Work order: Below are some records. Return exactly the lines from the one containing "Need: one point per instance of the green foliage" through the one containing "Target: saluting hand", both included, and only those.

##########

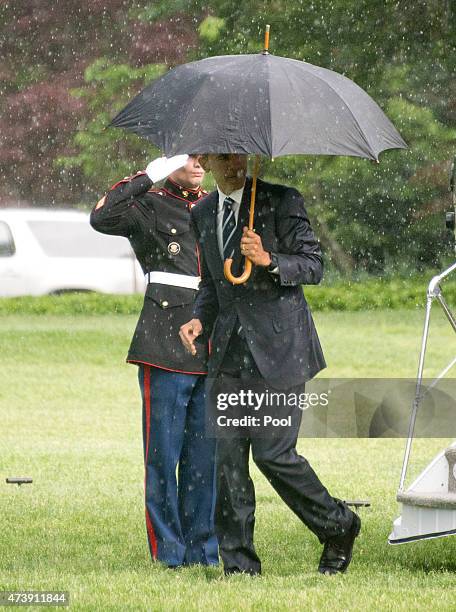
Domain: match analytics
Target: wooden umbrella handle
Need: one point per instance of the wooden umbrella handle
(239, 280)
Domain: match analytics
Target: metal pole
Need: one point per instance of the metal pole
(416, 401)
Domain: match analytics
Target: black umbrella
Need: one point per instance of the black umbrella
(259, 104)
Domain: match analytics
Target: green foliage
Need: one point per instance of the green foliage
(106, 154)
(375, 218)
(365, 294)
(210, 27)
(71, 419)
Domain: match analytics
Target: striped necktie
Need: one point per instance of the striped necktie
(228, 227)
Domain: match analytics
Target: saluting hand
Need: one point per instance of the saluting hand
(252, 248)
(188, 334)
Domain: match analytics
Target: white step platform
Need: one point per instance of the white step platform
(429, 504)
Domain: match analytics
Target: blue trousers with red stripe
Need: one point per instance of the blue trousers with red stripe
(179, 510)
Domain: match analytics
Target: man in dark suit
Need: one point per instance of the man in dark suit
(262, 331)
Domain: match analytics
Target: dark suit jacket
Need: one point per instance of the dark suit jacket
(271, 308)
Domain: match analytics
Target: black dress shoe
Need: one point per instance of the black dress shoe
(337, 552)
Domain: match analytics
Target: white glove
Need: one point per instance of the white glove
(162, 167)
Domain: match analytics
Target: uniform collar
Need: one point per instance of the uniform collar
(190, 195)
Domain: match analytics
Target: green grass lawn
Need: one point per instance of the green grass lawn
(70, 418)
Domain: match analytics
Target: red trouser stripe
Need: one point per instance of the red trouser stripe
(149, 526)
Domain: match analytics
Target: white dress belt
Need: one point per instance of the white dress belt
(176, 280)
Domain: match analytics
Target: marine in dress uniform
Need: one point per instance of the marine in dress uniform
(156, 221)
(262, 331)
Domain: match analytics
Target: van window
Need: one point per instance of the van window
(7, 247)
(77, 239)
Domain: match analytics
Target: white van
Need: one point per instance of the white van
(45, 251)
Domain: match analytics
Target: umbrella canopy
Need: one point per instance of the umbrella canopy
(259, 104)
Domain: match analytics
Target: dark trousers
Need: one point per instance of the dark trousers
(288, 472)
(179, 511)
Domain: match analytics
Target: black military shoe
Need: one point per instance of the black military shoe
(337, 552)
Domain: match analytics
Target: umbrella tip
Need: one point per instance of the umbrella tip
(266, 40)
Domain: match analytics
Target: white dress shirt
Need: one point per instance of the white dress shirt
(236, 196)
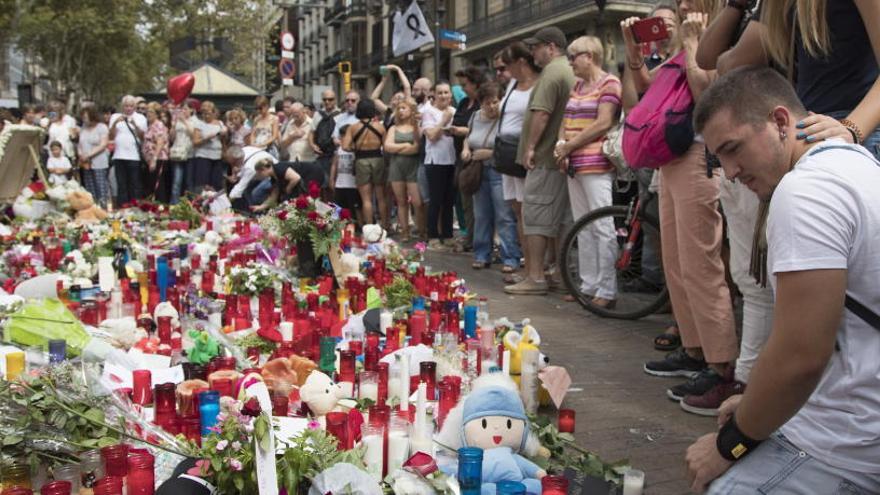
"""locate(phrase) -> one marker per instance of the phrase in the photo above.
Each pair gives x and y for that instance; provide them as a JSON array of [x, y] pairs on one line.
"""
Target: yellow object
[[14, 365]]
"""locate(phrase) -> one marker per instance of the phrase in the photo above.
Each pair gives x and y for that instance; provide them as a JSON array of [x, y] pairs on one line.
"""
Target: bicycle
[[633, 226]]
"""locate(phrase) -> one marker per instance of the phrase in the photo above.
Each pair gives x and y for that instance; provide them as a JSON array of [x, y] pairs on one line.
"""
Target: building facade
[[359, 32]]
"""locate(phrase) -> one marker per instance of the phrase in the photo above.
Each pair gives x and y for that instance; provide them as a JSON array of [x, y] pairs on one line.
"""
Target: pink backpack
[[659, 127]]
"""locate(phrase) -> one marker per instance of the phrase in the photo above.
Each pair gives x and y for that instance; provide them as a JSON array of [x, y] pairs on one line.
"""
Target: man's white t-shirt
[[125, 146], [441, 151], [252, 156], [825, 214]]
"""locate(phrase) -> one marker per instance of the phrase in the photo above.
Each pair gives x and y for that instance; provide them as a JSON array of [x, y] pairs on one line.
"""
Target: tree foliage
[[102, 49]]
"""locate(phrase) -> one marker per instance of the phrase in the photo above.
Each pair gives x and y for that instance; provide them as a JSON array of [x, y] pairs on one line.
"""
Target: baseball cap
[[551, 34]]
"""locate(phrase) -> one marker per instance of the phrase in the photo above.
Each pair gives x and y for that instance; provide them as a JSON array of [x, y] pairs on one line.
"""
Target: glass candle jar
[[470, 470]]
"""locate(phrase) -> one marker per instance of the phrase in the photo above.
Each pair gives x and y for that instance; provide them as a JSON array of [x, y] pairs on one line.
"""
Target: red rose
[[314, 190], [251, 408]]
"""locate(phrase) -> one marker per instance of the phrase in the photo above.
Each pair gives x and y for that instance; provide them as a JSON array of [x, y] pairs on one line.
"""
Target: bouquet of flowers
[[308, 218], [251, 279]]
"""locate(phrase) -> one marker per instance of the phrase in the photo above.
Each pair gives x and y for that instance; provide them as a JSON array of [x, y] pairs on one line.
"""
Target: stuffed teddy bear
[[320, 394], [492, 417], [84, 205]]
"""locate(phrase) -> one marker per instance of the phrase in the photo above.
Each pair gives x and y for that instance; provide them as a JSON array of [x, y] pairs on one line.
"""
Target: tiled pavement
[[621, 411]]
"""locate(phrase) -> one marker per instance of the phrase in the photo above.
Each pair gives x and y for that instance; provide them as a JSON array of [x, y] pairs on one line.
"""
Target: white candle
[[633, 482], [373, 454], [385, 322], [403, 391], [369, 391], [286, 330], [398, 449]]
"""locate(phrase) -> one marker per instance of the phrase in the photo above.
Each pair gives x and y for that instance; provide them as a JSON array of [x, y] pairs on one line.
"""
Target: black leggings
[[442, 193]]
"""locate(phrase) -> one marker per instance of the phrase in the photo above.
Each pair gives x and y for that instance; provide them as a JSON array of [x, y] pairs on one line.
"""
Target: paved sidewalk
[[621, 411]]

##########

Exercise response:
Need: one point per instance of the green foliage
(106, 154)
(375, 218)
(365, 294)
(210, 27)
(71, 419)
Domain: match analytics
Target: striped necktie
Need: one point per instance of the striped necktie
(228, 227)
Domain: match analytics
Target: saluting hand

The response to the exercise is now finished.